* START ENTRIES SUPPLIED *
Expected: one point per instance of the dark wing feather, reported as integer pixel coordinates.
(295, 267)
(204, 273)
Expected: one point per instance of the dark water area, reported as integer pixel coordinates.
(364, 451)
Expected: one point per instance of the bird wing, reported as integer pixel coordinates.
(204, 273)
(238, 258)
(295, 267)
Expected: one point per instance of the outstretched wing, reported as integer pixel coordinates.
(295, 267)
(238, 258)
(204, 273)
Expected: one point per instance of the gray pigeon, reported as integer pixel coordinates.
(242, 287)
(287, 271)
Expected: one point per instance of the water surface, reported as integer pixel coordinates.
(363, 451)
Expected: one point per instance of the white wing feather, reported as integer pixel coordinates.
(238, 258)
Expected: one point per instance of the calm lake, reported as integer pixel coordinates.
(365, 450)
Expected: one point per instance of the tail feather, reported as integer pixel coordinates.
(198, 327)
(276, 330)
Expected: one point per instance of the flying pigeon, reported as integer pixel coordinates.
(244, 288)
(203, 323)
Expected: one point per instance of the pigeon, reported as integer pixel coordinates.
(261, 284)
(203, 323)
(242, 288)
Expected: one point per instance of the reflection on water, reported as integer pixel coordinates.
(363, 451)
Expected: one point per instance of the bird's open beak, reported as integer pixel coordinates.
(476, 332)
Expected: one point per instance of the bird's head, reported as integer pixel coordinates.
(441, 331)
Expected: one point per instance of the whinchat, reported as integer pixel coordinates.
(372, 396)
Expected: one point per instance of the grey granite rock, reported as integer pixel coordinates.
* END ENTRIES SUPPLIED *
> PROMPT
Every entry must be quoted exactly as it appears above.

> FINAL RESULT
Expected: one point per instance of the dark wing feather, reported as integer pixel coordinates.
(295, 267)
(204, 273)
Expected: one point per instance of the dark water area, reported as integer pixel coordinates.
(364, 451)
Expected: one point per instance of the bird wing, reported as integer pixel coordinates.
(204, 273)
(238, 258)
(295, 267)
Expected: one point per instance of the outstretched wing, reported as integer pixel coordinates.
(295, 267)
(238, 258)
(204, 273)
Expected: one point per instance of the gray pigeon, reported as integer pixel coordinates.
(242, 287)
(287, 271)
Expected: one point per instance of the water surface, reported as integer pixel coordinates.
(363, 451)
Expected: one point per instance of the white wing feather, reported as integer pixel coordinates.
(238, 258)
Expected: one point per instance of the calm lake, reported as integer pixel coordinates.
(365, 450)
Expected: one point per instance of the tail feather, reported as integer pixel coordinates.
(198, 327)
(276, 330)
Expected: one point per instance of the flying pigeon, reported as integer pixel coordinates.
(244, 288)
(203, 323)
Expected: one point per instance of the pigeon, reported as integer pixel coordinates.
(261, 284)
(203, 323)
(242, 288)
Expected: one point per instance of the reflection on water, reported as integer pixel coordinates.
(363, 451)
Expected: one point per instance of the bird's open beak, reported as integer pixel coordinates.
(476, 332)
Expected: one point per instance of the bird's head, reported as integer pixel coordinates.
(441, 331)
Expected: one point per instance of the whinchat, reported as integer pixel coordinates.
(372, 396)
Expected: one point per instance of the grey granite rock, reported as integer pixel coordinates.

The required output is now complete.